Exercise: Please transcribe every line of the listing below word for word, keeping each line and its order unchanged.

.....

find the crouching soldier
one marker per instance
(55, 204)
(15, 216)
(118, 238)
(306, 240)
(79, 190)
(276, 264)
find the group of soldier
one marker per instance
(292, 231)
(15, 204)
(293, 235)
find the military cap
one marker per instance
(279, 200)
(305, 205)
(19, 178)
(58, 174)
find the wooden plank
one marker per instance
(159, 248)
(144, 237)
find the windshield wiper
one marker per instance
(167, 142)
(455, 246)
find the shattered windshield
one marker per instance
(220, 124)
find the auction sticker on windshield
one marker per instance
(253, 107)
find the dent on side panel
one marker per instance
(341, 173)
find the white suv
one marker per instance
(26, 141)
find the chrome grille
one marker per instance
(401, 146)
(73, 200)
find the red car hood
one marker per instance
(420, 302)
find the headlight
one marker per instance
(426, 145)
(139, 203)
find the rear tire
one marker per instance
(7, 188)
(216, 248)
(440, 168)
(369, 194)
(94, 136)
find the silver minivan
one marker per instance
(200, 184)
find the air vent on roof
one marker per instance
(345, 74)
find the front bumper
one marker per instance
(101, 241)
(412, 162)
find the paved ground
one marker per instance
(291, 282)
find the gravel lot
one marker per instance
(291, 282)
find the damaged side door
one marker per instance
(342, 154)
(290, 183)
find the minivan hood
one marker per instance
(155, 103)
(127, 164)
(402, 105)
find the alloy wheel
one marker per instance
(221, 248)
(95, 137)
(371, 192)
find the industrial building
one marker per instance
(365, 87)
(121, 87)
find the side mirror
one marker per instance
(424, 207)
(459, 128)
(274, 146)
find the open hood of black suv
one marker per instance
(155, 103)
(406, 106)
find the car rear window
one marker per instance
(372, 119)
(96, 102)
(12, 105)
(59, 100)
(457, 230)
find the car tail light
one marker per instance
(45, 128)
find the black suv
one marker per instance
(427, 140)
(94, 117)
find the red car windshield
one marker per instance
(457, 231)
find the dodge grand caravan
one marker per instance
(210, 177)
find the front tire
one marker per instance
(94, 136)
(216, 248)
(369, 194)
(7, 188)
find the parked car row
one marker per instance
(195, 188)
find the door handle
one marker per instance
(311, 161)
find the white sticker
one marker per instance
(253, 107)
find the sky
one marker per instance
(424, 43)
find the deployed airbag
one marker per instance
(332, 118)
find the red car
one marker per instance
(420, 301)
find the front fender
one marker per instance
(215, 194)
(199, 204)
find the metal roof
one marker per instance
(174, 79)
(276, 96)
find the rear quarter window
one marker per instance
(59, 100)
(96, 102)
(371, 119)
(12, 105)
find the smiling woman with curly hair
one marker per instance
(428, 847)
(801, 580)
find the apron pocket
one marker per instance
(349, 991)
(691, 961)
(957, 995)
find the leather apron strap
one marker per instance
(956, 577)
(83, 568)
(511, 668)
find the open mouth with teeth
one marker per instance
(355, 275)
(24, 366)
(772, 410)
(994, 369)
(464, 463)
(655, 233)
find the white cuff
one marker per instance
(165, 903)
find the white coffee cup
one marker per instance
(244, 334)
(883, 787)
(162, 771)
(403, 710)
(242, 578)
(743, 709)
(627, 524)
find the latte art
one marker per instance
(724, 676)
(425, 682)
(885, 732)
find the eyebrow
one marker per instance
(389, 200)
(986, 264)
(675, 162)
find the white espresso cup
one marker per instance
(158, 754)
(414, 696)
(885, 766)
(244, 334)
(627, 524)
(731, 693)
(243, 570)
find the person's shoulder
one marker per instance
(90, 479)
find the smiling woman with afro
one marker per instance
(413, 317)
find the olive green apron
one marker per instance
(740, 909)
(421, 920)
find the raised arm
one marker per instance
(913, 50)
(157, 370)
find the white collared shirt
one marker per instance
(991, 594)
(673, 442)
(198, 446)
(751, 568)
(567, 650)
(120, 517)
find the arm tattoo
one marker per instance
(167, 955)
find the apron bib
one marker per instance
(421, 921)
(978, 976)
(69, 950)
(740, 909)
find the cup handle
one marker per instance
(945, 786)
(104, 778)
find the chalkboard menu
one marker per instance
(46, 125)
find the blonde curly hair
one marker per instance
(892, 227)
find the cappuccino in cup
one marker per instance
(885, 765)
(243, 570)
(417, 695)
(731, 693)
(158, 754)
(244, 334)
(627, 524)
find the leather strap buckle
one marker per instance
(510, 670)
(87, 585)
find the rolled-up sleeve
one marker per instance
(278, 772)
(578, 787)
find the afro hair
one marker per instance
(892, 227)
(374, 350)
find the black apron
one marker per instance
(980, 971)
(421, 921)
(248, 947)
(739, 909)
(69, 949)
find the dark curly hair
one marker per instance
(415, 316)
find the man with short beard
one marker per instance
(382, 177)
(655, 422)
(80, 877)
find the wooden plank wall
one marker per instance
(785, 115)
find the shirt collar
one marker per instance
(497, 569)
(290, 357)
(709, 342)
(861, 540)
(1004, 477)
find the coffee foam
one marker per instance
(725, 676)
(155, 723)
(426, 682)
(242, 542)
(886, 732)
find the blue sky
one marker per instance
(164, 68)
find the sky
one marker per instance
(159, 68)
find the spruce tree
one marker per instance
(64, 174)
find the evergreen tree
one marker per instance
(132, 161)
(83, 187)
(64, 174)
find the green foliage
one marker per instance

.....

The output:
find the crouching soldier
one marker per instance
(55, 204)
(15, 216)
(118, 238)
(306, 240)
(79, 190)
(276, 264)
find the group of soldier
one marker per instance
(292, 231)
(15, 204)
(293, 235)
find the military cap
one marker per instance
(279, 200)
(305, 205)
(19, 178)
(58, 174)
find the wooden plank
one marker per instance
(159, 248)
(144, 237)
find the windshield wiper
one marker per instance
(167, 142)
(455, 246)
find the shattered windshield
one marker per instance
(220, 124)
find the auction sticker on windshield
one marker per instance
(253, 107)
find the dent on side panel
one marker per instance
(341, 173)
find the white suv
one marker per instance
(26, 141)
find the chrome grille
one marker per instance
(401, 146)
(73, 200)
find the red car hood
one marker per instance
(420, 302)
find the headlight
one marker per instance
(426, 145)
(139, 203)
find the rear tire
one marker per instance
(7, 188)
(216, 248)
(440, 168)
(369, 194)
(94, 136)
find the silver minivan
one marker per instance
(200, 184)
find the air vent on roof
one marker per instance
(345, 74)
find the front bumper
one marker per instance
(101, 241)
(412, 162)
find the paved ground
one marker per instance
(291, 282)
find the gravel lot
one marker per instance
(291, 282)
find the damaged side door
one marker per instance
(342, 154)
(290, 183)
find the minivan hood
one marker per instance
(155, 103)
(127, 164)
(402, 105)
find the alloy wheel
one marker per instance
(221, 248)
(95, 137)
(371, 192)
find the industrial building
one marker per instance
(365, 87)
(121, 87)
find the side mirror
one marker per instance
(424, 207)
(459, 128)
(274, 146)
find the open hood of black suv
one marker per instance
(155, 103)
(406, 106)
find the car rear window
one marker per instance
(372, 119)
(96, 102)
(12, 105)
(59, 100)
(457, 230)
find the car tail light
one marker per instance
(45, 128)
find the black suv
one marker per instance
(427, 140)
(94, 117)
find the red car windshield
one marker per instance
(457, 231)
find the dodge grand caravan
one marker per instance
(210, 177)
find the front tire
one marker per instance
(94, 136)
(216, 248)
(369, 194)
(7, 188)
find the parked car row
one marker per instance
(195, 188)
find the door handle
one marker per instance
(311, 161)
find the white sticker
one marker per instance
(253, 107)
find the sky
one marker per instance
(424, 43)
find the deployed airbag
one marker per instance
(332, 118)
find the red car
one marker per instance
(420, 301)
find the front fender
one marker per instance
(215, 194)
(199, 204)
find the metal roof
one marker per instance
(174, 79)
(276, 96)
find the rear quarter window
one marker per instance
(59, 100)
(96, 102)
(371, 119)
(12, 105)
find the smiling woman with curly hair
one marker per instance
(428, 847)
(801, 580)
find the apron pocket
one marker per instance
(349, 991)
(691, 961)
(957, 995)
find the leather apron strap
one marker per instance
(956, 577)
(83, 568)
(511, 668)
find the open mouth with teeth
one marker per instance
(355, 275)
(24, 366)
(772, 410)
(994, 369)
(464, 463)
(655, 233)
find the white cuff
one marker per instance
(165, 903)
find the white coffee cup
one marker per instance
(244, 334)
(883, 787)
(162, 771)
(403, 710)
(242, 578)
(743, 709)
(627, 524)
find the latte art
one marker per instance
(724, 676)
(425, 682)
(885, 732)
find the eyebrow
one marker per instance
(389, 200)
(986, 264)
(675, 162)
find the white espresso cup
one marker per instance
(158, 754)
(414, 696)
(885, 766)
(244, 334)
(627, 524)
(731, 693)
(243, 570)
find the person's shoulder
one marker per instance
(90, 479)
find the smiling woman with afro
one marker per instance
(413, 317)
find the olive green apron
one marker per instance
(740, 909)
(421, 920)
find the raised arm
one marker per instance
(913, 50)
(157, 370)
find the white collared shirt
one marker per instance
(991, 594)
(673, 442)
(198, 446)
(751, 568)
(567, 650)
(120, 517)
find the arm tattoo
one marker per instance
(167, 955)
find the apron bib
one marker per instance
(421, 921)
(978, 976)
(69, 950)
(740, 909)
find the cup handle
one marker per instance
(945, 786)
(104, 778)
find the chalkboard menu
one marker per instance
(46, 125)
find the blonde curly hair
one marker per instance
(892, 227)
find the cappuccino in cup
one marker per instance
(885, 765)
(243, 570)
(417, 695)
(731, 693)
(158, 754)
(244, 334)
(627, 524)
find the leather strap buckle
one marker per instance
(510, 670)
(87, 585)
find the rolled-up sleeve
one marker per instance
(278, 772)
(578, 787)
find the afro hair
one marker per instance
(892, 227)
(374, 350)
find the black apron
one marker per instance
(980, 971)
(421, 921)
(248, 947)
(739, 909)
(69, 949)
find the dark curly hair
one marker per instance
(415, 316)
find the man with short beard
one marker per instance
(382, 177)
(655, 422)
(80, 877)
find the wooden plank wall
one marker per instance
(785, 115)
find the shirt collar
one marker per instance
(497, 569)
(290, 357)
(709, 342)
(861, 540)
(1004, 477)
find the coffee foam
one marker per instance
(725, 676)
(155, 723)
(426, 682)
(242, 542)
(886, 732)
find the blue sky
one marker per instance
(164, 68)
find the sky
one marker per instance
(159, 68)
find the spruce tree
one marker per instance
(64, 174)
find the evergreen tree
one marker per instance
(132, 161)
(83, 187)
(64, 174)
find the green foliage
one marker per instance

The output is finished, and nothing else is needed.